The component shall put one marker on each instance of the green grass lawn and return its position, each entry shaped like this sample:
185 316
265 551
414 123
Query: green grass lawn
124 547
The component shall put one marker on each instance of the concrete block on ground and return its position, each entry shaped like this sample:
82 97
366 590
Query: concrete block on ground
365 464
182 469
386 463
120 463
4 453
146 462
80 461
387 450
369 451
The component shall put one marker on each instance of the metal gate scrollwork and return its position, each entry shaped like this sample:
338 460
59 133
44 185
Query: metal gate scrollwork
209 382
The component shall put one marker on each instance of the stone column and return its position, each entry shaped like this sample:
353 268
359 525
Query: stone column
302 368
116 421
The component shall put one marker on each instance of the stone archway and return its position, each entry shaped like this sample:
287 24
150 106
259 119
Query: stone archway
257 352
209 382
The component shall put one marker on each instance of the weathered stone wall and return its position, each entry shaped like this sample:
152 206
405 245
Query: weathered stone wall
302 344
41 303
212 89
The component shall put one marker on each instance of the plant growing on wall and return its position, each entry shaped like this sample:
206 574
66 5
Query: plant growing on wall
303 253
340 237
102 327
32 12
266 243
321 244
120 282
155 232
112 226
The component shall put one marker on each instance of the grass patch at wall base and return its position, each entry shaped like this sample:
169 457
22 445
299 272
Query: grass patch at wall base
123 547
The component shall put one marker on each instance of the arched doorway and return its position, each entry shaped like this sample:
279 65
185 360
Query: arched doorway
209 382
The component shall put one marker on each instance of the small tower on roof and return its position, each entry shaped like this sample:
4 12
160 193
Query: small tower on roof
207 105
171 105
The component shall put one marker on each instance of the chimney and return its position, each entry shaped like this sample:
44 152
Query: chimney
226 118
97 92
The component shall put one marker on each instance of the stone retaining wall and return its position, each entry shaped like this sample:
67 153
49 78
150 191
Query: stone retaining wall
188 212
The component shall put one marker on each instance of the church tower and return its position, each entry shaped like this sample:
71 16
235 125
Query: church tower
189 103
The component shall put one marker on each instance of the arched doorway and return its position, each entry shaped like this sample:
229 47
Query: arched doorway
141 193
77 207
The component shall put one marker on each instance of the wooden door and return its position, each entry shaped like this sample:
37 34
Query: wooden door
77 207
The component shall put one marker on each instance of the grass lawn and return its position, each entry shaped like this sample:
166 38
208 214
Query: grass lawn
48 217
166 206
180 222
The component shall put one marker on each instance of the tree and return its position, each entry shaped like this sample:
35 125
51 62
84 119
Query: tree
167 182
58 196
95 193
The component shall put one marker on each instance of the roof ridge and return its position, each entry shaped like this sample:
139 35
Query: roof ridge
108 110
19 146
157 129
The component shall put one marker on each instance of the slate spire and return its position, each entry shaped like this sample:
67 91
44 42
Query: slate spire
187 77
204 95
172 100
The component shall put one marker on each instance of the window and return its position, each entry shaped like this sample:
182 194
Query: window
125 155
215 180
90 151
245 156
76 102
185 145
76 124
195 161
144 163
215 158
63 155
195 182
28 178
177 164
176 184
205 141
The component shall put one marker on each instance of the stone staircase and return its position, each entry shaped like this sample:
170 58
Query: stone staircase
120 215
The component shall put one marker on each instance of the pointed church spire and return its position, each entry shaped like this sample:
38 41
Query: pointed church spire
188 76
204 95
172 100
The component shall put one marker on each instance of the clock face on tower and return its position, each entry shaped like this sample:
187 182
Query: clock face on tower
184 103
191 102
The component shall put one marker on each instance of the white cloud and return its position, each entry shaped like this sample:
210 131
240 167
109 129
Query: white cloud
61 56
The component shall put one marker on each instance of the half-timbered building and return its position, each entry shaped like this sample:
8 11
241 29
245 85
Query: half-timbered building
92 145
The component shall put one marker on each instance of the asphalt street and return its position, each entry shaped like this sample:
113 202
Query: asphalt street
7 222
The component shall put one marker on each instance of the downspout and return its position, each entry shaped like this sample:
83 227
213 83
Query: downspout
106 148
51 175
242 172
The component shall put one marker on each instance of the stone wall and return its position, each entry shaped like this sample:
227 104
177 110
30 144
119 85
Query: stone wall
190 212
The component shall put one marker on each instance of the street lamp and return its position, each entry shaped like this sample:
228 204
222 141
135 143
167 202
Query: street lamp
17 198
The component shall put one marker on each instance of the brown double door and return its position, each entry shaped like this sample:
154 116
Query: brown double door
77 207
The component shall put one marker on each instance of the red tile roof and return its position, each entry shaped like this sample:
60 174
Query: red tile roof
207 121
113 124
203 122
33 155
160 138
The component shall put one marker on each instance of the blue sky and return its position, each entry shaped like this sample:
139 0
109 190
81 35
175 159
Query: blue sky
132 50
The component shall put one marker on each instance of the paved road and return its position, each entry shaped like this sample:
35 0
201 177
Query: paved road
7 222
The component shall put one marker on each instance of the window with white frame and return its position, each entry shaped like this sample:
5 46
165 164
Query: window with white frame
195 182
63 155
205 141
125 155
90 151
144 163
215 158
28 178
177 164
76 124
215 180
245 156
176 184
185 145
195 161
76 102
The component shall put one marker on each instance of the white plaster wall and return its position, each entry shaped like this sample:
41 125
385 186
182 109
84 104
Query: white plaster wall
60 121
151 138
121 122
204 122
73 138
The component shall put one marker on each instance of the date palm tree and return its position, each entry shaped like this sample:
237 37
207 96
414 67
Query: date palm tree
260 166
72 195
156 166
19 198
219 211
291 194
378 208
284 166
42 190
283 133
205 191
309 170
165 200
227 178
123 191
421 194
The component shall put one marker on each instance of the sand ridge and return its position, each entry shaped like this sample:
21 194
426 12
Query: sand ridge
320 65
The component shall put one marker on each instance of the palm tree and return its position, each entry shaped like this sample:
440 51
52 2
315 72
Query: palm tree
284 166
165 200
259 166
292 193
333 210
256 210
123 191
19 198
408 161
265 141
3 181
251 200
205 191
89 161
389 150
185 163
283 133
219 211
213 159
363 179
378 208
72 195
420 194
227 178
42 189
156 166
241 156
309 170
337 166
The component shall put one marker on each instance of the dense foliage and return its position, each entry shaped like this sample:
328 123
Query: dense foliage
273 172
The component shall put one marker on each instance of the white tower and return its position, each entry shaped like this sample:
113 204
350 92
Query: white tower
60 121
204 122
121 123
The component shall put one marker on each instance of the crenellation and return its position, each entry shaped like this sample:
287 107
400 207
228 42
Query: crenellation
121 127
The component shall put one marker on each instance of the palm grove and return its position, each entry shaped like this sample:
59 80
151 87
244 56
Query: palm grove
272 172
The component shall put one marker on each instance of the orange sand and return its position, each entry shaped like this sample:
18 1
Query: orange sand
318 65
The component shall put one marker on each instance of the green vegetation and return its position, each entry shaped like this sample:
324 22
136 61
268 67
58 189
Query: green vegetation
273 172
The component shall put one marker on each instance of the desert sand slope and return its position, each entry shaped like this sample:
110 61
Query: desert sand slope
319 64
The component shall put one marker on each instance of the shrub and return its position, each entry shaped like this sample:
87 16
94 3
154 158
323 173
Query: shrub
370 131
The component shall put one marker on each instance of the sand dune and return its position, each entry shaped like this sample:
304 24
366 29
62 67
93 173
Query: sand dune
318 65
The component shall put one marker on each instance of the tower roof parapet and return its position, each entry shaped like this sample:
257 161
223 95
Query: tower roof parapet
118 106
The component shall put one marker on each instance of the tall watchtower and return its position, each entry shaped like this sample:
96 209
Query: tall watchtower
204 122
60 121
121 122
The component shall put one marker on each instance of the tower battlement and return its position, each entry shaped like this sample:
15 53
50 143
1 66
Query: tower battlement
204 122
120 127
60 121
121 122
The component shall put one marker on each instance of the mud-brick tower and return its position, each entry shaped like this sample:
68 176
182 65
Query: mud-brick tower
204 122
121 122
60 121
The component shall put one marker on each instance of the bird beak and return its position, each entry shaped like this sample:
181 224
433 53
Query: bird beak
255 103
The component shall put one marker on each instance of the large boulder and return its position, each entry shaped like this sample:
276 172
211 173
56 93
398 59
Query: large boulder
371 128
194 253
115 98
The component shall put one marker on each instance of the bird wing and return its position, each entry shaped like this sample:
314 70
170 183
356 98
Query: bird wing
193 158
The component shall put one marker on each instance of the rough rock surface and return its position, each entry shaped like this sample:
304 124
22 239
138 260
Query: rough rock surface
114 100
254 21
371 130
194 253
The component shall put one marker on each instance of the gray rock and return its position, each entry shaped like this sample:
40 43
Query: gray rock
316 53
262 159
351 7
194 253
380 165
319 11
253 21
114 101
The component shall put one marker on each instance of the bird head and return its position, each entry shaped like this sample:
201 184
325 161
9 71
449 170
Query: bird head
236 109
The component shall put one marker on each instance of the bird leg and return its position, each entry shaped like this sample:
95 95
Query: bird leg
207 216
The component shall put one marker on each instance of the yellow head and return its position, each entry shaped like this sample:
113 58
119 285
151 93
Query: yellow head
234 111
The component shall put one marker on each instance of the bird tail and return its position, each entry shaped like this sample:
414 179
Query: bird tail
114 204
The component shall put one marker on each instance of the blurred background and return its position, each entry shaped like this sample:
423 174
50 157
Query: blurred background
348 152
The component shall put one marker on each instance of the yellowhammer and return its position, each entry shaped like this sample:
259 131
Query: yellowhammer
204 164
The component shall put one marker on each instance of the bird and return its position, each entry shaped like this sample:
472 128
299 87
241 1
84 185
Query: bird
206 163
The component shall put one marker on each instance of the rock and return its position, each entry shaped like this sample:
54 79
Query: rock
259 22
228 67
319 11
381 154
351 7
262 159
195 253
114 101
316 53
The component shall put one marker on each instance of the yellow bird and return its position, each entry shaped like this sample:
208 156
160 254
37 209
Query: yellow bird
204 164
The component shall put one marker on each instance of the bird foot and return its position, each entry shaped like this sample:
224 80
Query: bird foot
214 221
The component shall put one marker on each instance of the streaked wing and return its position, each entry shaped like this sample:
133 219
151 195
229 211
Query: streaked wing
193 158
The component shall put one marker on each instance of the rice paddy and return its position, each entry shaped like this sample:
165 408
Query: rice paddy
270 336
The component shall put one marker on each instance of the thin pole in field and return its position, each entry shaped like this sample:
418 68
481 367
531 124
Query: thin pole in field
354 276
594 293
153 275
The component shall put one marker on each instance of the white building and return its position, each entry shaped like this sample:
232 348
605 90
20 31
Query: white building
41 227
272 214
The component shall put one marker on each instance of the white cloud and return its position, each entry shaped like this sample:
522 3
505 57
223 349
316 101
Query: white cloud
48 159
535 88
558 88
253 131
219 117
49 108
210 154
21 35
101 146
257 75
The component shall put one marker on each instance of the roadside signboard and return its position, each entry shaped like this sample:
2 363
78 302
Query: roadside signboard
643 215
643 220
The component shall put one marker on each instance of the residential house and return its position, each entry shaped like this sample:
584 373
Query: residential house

§ **Task description**:
Copy only the stretch running from the line containing "of the thin" to the final line of the entries, both ends included, exactly as it stands.

§ **Task answer**:
The component shall put one marker on each instance of the thin pole in field and return its position, each entry shaped like this sample:
418 68
481 367
531 124
Query: thin pole in field
354 276
594 293
153 275
The component shall put one marker on each instance of the white building and return its position, each entry shaped like this sample:
232 348
605 90
20 31
Query: white building
41 227
272 214
The component shall put one marker on each instance of the white cloud and return its position, each entry shaped like this sample:
522 3
505 57
223 349
316 101
Query: white cloud
48 159
535 88
558 88
253 131
219 117
49 108
210 154
21 35
101 146
257 75
The component shall put one marker on each instance of the roadside signboard and return its position, each entry shaped like this sample:
2 363
78 302
Query: roadside signboard
643 215
643 220
The component shall put one marker on each instance of the residential house and return its position, each entry shaped like this sample:
584 373
Query: residential house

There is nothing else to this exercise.